# Task statement
Below this line is a set of entries; quote exactly the lines from the line that contains "drop a dot on the woman's hand" to the line that contains "drop a dot on the terracotta", both lines included.

----------

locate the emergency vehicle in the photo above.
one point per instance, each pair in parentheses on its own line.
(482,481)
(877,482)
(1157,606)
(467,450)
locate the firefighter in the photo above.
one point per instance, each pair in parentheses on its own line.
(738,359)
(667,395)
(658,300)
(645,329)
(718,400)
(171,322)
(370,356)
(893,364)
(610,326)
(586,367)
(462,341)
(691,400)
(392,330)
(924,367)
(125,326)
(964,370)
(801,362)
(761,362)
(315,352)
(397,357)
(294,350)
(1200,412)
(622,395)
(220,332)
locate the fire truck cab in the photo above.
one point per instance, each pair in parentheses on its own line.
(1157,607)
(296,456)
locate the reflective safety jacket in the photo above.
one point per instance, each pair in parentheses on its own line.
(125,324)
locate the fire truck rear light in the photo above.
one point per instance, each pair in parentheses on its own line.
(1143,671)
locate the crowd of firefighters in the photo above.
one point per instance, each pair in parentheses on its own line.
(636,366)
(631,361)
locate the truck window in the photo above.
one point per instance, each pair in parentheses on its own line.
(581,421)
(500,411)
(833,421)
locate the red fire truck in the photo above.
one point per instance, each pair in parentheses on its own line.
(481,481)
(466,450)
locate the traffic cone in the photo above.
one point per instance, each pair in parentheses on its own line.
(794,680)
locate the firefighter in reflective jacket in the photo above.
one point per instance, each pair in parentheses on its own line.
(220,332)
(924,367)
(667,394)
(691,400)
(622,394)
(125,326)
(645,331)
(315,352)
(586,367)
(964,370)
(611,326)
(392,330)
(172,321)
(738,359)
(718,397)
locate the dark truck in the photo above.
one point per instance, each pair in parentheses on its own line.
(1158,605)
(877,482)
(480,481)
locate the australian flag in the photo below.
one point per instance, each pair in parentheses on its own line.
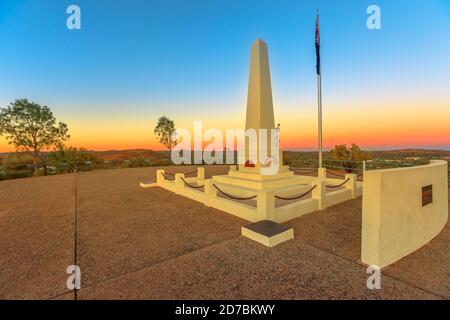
(317,45)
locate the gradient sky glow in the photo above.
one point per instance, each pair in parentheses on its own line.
(134,61)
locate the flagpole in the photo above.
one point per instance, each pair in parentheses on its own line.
(319,106)
(319,89)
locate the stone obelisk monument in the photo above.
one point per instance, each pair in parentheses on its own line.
(259,110)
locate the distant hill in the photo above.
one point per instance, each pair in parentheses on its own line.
(120,155)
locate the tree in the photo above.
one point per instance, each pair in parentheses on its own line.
(32,128)
(164,132)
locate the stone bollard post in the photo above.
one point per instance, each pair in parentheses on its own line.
(210,192)
(320,193)
(179,184)
(159,177)
(200,174)
(265,205)
(351,184)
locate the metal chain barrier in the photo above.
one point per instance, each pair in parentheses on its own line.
(190,185)
(234,197)
(186,174)
(339,185)
(296,197)
(335,174)
(165,177)
(300,172)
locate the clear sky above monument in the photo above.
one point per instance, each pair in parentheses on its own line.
(134,61)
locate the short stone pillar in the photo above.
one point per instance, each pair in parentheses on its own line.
(159,177)
(265,205)
(200,174)
(210,192)
(351,184)
(322,173)
(320,193)
(179,183)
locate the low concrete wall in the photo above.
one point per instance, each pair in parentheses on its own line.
(394,222)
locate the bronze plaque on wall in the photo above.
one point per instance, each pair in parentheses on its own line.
(427,195)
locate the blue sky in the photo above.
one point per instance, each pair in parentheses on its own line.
(191,57)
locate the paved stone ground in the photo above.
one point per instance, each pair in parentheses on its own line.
(135,243)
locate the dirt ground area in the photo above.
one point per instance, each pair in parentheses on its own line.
(135,243)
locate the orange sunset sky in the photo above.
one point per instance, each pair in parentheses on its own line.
(110,82)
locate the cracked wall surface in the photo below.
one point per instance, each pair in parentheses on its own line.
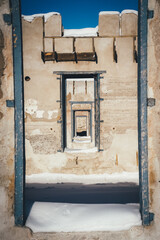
(7,229)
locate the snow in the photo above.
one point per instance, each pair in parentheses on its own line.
(67,217)
(89,32)
(129,11)
(49,178)
(30,18)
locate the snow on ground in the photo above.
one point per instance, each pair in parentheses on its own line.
(30,18)
(84,179)
(91,32)
(66,217)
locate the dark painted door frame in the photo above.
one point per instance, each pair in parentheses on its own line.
(19,112)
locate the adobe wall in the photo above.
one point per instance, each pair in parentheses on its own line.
(118,132)
(7,229)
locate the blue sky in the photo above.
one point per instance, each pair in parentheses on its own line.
(77,13)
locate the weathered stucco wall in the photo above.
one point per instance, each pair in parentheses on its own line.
(7,229)
(118,132)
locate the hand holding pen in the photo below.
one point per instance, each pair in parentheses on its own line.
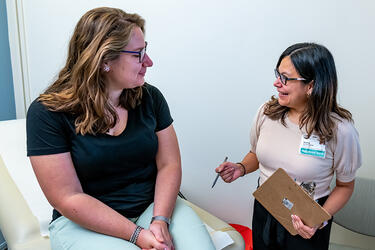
(229,171)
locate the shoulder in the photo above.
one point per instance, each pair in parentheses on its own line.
(344,127)
(38,113)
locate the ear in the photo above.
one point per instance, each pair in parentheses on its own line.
(310,87)
(106,67)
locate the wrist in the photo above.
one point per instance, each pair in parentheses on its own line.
(324,223)
(134,237)
(243,168)
(162,219)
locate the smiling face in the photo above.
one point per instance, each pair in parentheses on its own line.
(126,72)
(294,94)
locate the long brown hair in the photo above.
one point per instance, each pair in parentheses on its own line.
(99,36)
(315,63)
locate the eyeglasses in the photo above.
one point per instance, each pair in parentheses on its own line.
(284,79)
(141,54)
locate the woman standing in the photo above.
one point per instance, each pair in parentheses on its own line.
(305,132)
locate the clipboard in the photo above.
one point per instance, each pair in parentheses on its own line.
(282,197)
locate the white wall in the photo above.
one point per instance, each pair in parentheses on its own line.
(214,62)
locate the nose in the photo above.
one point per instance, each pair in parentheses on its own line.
(147,62)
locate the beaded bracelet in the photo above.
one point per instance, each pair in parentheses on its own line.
(134,237)
(243,166)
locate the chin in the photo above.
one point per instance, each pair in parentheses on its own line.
(282,103)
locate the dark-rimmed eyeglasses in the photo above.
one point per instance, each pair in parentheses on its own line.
(141,54)
(284,79)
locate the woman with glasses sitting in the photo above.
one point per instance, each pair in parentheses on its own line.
(305,132)
(103,148)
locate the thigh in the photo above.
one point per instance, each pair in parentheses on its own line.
(258,224)
(320,240)
(186,228)
(65,234)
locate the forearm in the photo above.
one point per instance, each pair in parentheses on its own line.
(339,197)
(250,162)
(168,183)
(92,214)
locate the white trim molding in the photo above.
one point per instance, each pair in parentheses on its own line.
(18,55)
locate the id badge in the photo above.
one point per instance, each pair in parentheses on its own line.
(311,146)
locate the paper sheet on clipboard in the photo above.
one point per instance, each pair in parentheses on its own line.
(282,197)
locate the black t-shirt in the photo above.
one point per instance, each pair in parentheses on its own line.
(118,170)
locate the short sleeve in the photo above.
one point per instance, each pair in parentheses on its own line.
(162,114)
(255,128)
(347,153)
(45,131)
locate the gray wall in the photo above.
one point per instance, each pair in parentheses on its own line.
(2,241)
(7,104)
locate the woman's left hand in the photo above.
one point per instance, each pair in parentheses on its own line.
(306,232)
(161,232)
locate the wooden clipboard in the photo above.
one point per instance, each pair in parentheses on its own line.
(282,197)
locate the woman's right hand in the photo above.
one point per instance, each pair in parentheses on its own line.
(230,171)
(147,240)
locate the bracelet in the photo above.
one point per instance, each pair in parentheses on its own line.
(134,237)
(243,166)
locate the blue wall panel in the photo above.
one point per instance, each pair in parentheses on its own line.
(7,104)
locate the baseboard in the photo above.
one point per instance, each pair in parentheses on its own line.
(3,246)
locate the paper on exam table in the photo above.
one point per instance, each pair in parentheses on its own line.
(219,238)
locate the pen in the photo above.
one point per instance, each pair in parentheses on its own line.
(218,174)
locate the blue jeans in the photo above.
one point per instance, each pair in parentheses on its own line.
(187,230)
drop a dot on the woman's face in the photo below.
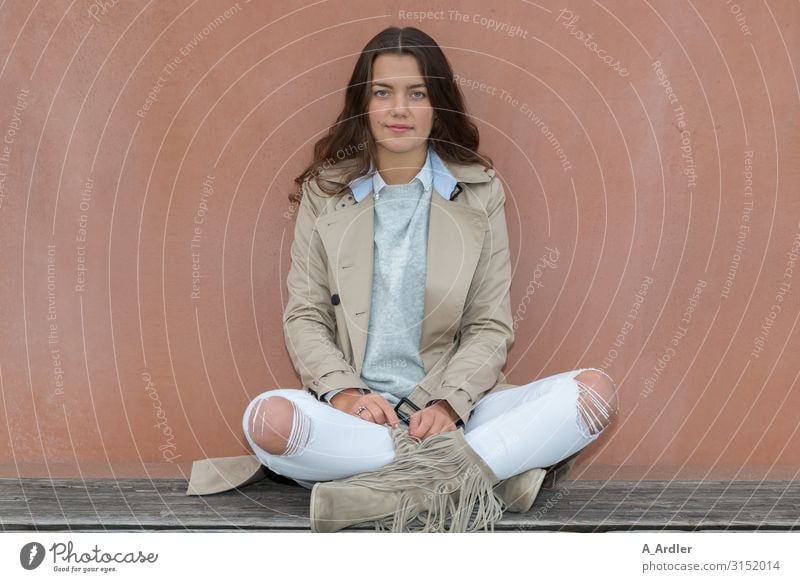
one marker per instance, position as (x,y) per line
(400,112)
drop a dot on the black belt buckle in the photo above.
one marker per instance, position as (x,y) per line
(404,417)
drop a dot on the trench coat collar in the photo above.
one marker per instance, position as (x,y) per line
(455,240)
(460,173)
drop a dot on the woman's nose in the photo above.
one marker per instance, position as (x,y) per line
(399,104)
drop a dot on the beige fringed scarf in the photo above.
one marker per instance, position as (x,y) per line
(440,482)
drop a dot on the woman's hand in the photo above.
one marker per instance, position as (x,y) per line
(433,419)
(378,409)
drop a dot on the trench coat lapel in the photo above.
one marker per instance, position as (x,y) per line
(455,239)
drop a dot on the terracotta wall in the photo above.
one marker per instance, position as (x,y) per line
(650,152)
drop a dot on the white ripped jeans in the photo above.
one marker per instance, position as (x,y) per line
(534,425)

----------

# Written solution
drop a dot on the woman's hand in the photo above.
one marker per instance, position as (x,y) per line
(433,419)
(378,409)
drop a dot on the trench coat lapel in the photo above.
one marker per instance, position as (x,y) per line
(455,239)
drop a dot on the terracotta wall in the photo above.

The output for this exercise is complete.